Se coagulan en mi garganta y me nublan la vista y el entendimiento nublados.

Y no rezo, aunque me lo dijera noséquién en sueños.

Y tengo que salir porque la casa me ahoga.

Y cuando suena el teléfono lo coges o no.

Y por la calle te paran y cuentas la misma historia, abreviada (¿cómo no?), con las dosis justas de dolor y el gesto de nopasanada, tira p'alante que la vida sigue y yo no me obsesiono con el cangrejo y las leyes de Mendel.





Y te cansas de contar lo mismo siempre.

Y puede que te inventes algo más para novelar un poco, aunque en tu fondo pienses que es una falta de respeto.

Pero, ¿qué más da? El respeto, y todo lo demás, volaron en forma de cenicillas.

No sé cómo son esas cenicillas. Ayer, en la tele vi "Elizabethtown", sólo el principio y el final -preciosas canciones-, en medio me tumbaron los efectos de los trankimazines acumulados en los últimos días.

Tareas:
**1)** Responde según el fragmento:
(a) ¿Por qué tiene que salir quien habla?
(b) ¿Qué película vio ayer en la tele?
(c) ¿Qué le impidió ver la parte de en medio?
**2)** Reproduce el tramo del fragmento que empieza en las palabras "Se coagulan en" y termina después de "leyes de Mendel.", y cambia "teléfono" por "móvil".
El material no tiene relación con el fragmento.

Material proporcionado:

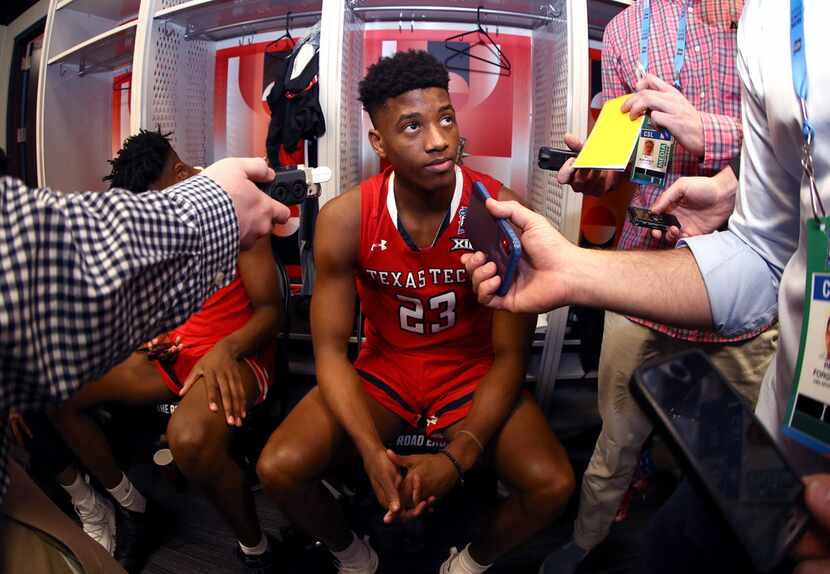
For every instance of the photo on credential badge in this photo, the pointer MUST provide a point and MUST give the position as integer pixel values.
(810, 414)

Tus respuestas:
**1)**
(a) Porque la casa le ahoga.
(b) "Elizabethtown".
(c) Los efectos de los trankimazines acumulados en los últimos días.

**2)**
Se coagulan en mi garganta y me nublan la vista y el entendimiento nublados.

Y no rezo, aunque me lo dijera noséquién en sueños.

Y tengo que salir porque la casa me ahoga.

Y cuando suena el móvil lo coges o no.

Y por la calle te paran y cuentas la misma historia, abreviada (¿cómo no?), con las dosis justas de dolor y el gesto de nopasanada, tira p'alante que la vida sigue y yo no me obsesiono con el cangrejo y las leyes de Mendel.